(Coordinate annotation lines)
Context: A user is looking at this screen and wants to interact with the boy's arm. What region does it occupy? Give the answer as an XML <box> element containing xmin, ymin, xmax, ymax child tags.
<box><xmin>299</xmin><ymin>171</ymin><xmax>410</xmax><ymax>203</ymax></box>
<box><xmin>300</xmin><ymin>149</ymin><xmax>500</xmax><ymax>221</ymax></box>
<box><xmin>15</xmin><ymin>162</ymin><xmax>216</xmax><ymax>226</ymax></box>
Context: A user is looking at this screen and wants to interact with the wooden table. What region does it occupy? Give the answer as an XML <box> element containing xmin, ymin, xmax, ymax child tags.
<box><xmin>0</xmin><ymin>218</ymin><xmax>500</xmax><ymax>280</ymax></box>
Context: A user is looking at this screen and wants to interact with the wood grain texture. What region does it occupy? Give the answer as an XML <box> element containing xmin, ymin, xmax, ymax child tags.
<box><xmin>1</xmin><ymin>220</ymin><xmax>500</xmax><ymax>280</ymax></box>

Task to complete:
Retype all of the lines above with no changes.

The result:
Context: A user is looking at this screen and wants to interact with the boy's arm. What region does it occupy? Give the answer as an XML <box> element containing xmin, ymin, xmax, ymax child tags.
<box><xmin>299</xmin><ymin>171</ymin><xmax>410</xmax><ymax>203</ymax></box>
<box><xmin>300</xmin><ymin>149</ymin><xmax>500</xmax><ymax>221</ymax></box>
<box><xmin>15</xmin><ymin>162</ymin><xmax>216</xmax><ymax>226</ymax></box>
Context: A user is looking at this screen and wants to interact with the wooden table. What region does it occupy? Give the answer as an XML <box> element containing xmin, ymin, xmax, ymax child tags.
<box><xmin>0</xmin><ymin>218</ymin><xmax>500</xmax><ymax>280</ymax></box>
Context: A user is looking at this screen and wants to interact with the wood grain texture. What region does it occupy? Give the answer as an XML <box> element containing xmin, ymin, xmax, ymax child tags.
<box><xmin>1</xmin><ymin>220</ymin><xmax>500</xmax><ymax>280</ymax></box>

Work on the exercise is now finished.